> Dataset
START
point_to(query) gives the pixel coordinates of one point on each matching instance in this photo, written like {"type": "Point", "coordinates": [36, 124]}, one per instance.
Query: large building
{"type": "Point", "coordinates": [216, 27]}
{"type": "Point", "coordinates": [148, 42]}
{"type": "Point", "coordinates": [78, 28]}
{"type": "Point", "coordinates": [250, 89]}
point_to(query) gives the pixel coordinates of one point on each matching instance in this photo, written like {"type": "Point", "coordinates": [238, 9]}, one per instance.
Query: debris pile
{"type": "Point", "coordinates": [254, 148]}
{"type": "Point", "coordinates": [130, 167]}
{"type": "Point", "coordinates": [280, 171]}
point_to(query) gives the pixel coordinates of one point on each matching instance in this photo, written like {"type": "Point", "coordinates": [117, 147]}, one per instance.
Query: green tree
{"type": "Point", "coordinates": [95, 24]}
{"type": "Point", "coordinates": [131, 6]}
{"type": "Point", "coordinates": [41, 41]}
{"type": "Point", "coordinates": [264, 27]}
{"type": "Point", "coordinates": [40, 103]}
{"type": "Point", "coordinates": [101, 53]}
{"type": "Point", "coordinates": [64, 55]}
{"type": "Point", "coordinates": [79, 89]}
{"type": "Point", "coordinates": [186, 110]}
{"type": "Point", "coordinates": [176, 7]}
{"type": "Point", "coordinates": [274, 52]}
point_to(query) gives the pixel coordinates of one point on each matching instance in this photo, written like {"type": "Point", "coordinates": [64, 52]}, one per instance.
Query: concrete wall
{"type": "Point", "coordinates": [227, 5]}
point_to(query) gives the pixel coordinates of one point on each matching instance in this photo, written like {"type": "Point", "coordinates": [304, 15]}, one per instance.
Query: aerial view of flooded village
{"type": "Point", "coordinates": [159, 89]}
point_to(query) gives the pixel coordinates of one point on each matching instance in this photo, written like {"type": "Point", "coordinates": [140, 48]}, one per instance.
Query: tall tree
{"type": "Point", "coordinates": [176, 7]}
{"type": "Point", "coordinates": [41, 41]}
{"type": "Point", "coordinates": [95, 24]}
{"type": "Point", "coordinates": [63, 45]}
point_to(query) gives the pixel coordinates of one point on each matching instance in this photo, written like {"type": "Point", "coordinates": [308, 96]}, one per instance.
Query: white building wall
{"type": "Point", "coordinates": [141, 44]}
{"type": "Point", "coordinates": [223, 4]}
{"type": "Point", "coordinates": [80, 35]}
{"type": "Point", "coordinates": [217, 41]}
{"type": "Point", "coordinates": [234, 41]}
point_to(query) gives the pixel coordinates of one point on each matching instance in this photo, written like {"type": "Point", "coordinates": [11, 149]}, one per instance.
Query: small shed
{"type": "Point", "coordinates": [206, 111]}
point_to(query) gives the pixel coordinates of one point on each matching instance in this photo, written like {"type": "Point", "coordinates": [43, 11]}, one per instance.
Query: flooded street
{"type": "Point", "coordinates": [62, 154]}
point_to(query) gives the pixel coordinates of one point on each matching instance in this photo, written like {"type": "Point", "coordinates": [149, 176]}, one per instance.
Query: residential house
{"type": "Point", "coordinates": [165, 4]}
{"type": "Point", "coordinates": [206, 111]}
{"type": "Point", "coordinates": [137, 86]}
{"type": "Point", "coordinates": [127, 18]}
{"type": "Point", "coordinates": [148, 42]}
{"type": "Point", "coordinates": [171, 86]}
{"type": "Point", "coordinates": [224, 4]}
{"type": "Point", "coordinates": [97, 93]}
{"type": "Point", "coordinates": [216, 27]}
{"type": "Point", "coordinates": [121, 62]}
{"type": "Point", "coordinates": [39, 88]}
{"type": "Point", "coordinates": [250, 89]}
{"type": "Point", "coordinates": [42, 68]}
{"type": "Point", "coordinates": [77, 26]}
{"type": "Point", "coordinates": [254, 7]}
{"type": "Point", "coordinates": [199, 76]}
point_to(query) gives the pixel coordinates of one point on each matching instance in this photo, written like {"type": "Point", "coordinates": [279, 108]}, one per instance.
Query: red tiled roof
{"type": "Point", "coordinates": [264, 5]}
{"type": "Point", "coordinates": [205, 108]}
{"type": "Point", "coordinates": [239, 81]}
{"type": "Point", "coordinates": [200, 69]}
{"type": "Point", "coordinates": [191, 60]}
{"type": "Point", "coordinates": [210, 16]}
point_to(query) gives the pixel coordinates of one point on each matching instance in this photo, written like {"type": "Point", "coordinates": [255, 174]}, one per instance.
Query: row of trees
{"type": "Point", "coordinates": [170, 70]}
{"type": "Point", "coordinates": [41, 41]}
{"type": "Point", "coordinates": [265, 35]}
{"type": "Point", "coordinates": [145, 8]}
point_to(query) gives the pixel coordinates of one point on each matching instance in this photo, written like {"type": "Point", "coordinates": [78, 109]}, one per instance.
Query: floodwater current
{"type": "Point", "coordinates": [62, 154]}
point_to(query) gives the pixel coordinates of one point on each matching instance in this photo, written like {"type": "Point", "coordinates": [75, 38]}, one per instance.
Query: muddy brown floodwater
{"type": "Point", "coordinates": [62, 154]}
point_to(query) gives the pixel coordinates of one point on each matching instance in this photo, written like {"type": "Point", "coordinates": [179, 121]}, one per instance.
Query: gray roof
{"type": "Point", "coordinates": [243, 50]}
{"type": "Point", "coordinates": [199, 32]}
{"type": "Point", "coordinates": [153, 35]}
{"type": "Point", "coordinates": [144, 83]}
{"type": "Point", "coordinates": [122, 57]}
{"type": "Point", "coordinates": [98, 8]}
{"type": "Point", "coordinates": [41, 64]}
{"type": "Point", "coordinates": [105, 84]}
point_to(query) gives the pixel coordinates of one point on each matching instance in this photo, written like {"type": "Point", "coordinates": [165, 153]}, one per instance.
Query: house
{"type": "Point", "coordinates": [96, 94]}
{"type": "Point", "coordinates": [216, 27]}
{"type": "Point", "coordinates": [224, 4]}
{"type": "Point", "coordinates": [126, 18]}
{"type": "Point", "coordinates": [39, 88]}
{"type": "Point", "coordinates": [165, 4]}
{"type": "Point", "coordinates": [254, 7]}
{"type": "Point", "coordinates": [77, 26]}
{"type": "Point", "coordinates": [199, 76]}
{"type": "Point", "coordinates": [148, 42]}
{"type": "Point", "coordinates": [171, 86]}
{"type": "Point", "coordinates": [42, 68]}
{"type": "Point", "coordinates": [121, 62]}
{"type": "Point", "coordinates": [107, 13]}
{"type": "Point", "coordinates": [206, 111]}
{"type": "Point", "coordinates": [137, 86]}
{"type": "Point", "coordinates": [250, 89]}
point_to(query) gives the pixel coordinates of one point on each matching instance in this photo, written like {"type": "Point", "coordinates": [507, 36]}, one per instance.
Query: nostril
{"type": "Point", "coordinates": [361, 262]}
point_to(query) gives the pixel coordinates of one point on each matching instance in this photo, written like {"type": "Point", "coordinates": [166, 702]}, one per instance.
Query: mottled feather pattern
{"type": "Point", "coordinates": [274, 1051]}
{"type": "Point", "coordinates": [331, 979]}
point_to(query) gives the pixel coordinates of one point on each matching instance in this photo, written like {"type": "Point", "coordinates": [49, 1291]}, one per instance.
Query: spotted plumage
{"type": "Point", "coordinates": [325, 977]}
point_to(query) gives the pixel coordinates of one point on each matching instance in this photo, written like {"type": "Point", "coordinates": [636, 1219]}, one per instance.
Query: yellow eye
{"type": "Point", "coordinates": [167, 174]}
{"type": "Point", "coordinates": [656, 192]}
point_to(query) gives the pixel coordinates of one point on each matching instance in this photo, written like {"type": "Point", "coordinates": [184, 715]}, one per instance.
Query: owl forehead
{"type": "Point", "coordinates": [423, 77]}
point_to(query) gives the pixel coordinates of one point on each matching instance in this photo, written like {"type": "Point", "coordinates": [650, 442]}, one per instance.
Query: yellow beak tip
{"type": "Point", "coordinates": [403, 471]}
END
> What the task requires
Copy out each line from the items above that contains the word "house".

> Answer to the task
Query: residential house
Query: house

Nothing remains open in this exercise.